TASK DIRECTIONS
State how many lines in the material below contain the word "positive", giving only the number.

(Dataset items)
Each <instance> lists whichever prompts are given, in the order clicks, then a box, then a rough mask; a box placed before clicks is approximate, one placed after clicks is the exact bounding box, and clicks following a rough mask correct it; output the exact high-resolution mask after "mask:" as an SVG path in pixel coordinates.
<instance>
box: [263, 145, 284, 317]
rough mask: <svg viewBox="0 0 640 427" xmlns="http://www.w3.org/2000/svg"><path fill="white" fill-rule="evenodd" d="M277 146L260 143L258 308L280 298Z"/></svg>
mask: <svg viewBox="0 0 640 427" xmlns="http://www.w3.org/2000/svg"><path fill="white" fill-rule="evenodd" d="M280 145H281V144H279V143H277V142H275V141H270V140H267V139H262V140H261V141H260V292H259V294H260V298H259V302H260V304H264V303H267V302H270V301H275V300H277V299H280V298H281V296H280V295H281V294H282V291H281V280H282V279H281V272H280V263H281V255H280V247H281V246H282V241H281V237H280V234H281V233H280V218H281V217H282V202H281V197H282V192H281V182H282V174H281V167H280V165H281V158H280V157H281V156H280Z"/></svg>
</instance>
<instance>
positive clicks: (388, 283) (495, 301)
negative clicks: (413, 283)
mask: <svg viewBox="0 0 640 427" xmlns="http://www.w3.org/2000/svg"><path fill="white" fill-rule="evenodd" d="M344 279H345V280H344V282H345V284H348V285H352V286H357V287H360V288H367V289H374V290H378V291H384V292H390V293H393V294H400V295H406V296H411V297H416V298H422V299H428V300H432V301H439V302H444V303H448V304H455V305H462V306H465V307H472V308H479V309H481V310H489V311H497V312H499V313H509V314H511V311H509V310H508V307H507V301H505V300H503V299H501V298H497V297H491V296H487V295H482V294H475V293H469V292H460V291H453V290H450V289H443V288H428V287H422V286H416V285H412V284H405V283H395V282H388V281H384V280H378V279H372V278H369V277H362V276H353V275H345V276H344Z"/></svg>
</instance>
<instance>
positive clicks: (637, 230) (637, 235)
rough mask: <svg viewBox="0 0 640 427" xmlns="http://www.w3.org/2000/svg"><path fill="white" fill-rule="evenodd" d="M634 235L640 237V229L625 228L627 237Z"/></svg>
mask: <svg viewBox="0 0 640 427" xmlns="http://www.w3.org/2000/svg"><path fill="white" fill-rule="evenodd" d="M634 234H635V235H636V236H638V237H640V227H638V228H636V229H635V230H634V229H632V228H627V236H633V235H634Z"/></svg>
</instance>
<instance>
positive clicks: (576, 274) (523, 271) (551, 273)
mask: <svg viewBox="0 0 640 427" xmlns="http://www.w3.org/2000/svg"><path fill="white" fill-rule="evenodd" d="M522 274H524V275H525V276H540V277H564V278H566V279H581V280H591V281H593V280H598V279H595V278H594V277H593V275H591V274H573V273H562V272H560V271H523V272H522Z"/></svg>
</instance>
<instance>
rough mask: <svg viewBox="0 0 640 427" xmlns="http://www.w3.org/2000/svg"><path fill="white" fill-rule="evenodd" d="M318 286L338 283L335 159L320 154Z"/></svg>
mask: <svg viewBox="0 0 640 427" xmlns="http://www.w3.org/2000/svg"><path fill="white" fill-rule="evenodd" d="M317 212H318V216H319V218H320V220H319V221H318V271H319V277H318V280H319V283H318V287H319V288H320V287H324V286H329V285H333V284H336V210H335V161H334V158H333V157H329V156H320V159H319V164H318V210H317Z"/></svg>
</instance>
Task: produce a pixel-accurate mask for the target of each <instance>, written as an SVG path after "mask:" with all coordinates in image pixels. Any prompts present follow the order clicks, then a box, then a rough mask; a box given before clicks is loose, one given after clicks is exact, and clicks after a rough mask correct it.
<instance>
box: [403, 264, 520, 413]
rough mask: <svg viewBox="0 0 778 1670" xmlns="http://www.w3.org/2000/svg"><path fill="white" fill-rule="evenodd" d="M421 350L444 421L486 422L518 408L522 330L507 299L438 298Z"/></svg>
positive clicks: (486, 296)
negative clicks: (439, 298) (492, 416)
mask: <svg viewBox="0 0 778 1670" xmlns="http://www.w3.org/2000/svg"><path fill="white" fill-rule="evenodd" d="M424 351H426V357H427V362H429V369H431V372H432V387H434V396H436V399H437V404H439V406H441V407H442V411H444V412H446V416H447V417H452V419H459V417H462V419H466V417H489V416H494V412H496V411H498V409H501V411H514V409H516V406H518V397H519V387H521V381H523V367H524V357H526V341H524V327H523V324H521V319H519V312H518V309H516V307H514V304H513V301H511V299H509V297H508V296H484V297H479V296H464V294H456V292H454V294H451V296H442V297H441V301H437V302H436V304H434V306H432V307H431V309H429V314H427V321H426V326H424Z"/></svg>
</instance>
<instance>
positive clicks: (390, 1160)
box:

ANSWER BOX
5